■ **WHAT TO DO**
Put each line of the items below into a JSON list of strings, one string per line, and skip any blank lines.

═══ RECORDS FOR THIS EXERCISE ═══

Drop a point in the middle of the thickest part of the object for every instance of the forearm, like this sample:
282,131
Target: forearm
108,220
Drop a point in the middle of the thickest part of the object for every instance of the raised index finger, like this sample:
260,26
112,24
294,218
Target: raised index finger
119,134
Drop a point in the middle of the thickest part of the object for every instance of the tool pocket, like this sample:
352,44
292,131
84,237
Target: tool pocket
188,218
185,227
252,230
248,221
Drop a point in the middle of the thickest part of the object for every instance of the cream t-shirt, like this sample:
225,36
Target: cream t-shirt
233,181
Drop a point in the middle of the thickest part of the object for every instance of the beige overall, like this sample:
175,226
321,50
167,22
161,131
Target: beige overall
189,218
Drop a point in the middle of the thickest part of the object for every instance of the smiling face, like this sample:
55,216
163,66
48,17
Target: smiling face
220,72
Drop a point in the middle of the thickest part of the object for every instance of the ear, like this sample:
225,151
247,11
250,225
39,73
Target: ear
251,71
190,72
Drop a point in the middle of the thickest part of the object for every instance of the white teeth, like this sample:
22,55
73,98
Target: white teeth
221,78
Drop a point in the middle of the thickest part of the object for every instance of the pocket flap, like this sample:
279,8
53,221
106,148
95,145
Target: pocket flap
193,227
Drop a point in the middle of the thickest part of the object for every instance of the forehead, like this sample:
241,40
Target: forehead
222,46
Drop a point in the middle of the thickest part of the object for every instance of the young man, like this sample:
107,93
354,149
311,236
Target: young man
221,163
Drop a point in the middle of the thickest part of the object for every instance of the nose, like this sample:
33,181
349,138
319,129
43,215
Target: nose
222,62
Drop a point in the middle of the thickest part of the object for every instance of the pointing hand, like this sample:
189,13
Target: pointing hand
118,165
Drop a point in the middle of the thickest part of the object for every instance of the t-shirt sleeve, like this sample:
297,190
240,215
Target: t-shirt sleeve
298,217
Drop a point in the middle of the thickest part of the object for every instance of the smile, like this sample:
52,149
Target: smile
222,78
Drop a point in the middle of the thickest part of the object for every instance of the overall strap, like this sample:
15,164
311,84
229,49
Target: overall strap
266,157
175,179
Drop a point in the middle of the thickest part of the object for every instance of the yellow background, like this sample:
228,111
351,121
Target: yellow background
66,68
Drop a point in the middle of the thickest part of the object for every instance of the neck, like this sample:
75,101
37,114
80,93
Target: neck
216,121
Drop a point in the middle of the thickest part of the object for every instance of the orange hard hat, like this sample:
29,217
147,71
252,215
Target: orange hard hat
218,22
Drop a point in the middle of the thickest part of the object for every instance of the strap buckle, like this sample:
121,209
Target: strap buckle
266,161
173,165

═══

■ **THE REPLY**
[
  "Drop a point in the middle of the thickest part of the object for every instance of the forearm, like this sample:",
  "282,131",
  "Target: forearm",
  "108,220",
  "Drop a point in the middle of the thickest part of the object for every instance of the raised index finger, like this sample:",
  "260,26",
  "112,24",
  "294,218",
  "Target: raised index finger",
  "119,134",
  "Drop a point in the middle of the thickest part of the object for every instance of the tool pocket, like this sample:",
  "352,44",
  "292,131",
  "84,237",
  "Target: tool pocket",
  "188,218",
  "185,227",
  "252,230",
  "248,221",
  "Drop a point in the middle of the thickest part of the object for every instance of the cream t-shirt, like this sample:",
  "225,36",
  "Target: cream t-shirt",
  "233,181",
  "Drop a point in the middle of the thickest part of the object for every instance of the beige overall, like this sample:",
  "175,226",
  "321,50",
  "167,22",
  "161,131",
  "Target: beige overall",
  "189,218",
  "Drop a point in the middle of the thickest part of the object for every instance of the smiling face, like this sample:",
  "55,216",
  "163,66",
  "48,17",
  "Target: smiling face",
  "220,72",
  "Drop a point in the middle of the thickest part of the object for every instance of the ear, like this sample:",
  "225,151",
  "247,11",
  "250,225",
  "39,73",
  "Target: ear",
  "251,71",
  "190,72",
  "Drop a point in the middle of the thickest part of the object for every instance of the white teeth, like this sample:",
  "22,55",
  "73,98",
  "Target: white teeth",
  "221,78",
  "Drop a point in the middle of the thickest part of the object for every instance of the pocket flap, like this sample:",
  "279,8",
  "53,221",
  "106,148",
  "95,145",
  "Target: pocket flap",
  "193,227",
  "Drop a point in the middle of the thickest part of the object for every instance of the forehead, like this sample:",
  "241,40",
  "Target: forehead",
  "222,46",
  "Drop a point in the middle of the thickest part of the object for every instance of the young man, like this sample:",
  "107,93",
  "354,149",
  "311,236",
  "Target: young man",
  "221,163",
  "Drop a point in the middle of the thickest part of the object for every instance of the nose, like this sample:",
  "33,181",
  "349,138",
  "319,129",
  "43,215",
  "Target: nose",
  "222,62",
  "Drop a point in the middle of the thickest part of the object for every instance of the pointing hand, like this sample:",
  "189,13",
  "Target: pointing hand",
  "118,165",
  "Drop a point in the middle of the thickest part of the object for every instance of the t-shirt sleeve, like this sample:",
  "297,190",
  "240,215",
  "Target: t-shirt sleeve",
  "298,217",
  "Drop a point in the middle of the thickest part of the object for every instance of the smile, like this sample:",
  "52,149",
  "Target: smile",
  "222,78",
  "Drop a point in the middle of the thickest part of the object for every instance of the overall strap, like this sample:",
  "15,164",
  "311,84",
  "229,49",
  "Target: overall strap",
  "266,157",
  "175,179",
  "Drop a point in the middle of the thickest part of the object for every instance of the yellow background, like this sample:",
  "228,111",
  "351,121",
  "Target: yellow background",
  "66,68",
  "Drop a point in the middle of the thickest part of the object for every instance of the neck, like this sample:",
  "75,101",
  "37,114",
  "80,93",
  "Target: neck",
  "216,121",
  "Drop a point in the middle of the thickest part of the object for every instance of the orange hard hat, like this sample:",
  "29,217",
  "147,71",
  "252,215",
  "Target: orange hard hat",
  "218,22",
  "Drop a point in the middle of the thickest part of the object for every instance of the strap buckle, like this sample:",
  "121,209",
  "Target: strap buckle",
  "266,161",
  "173,165"
]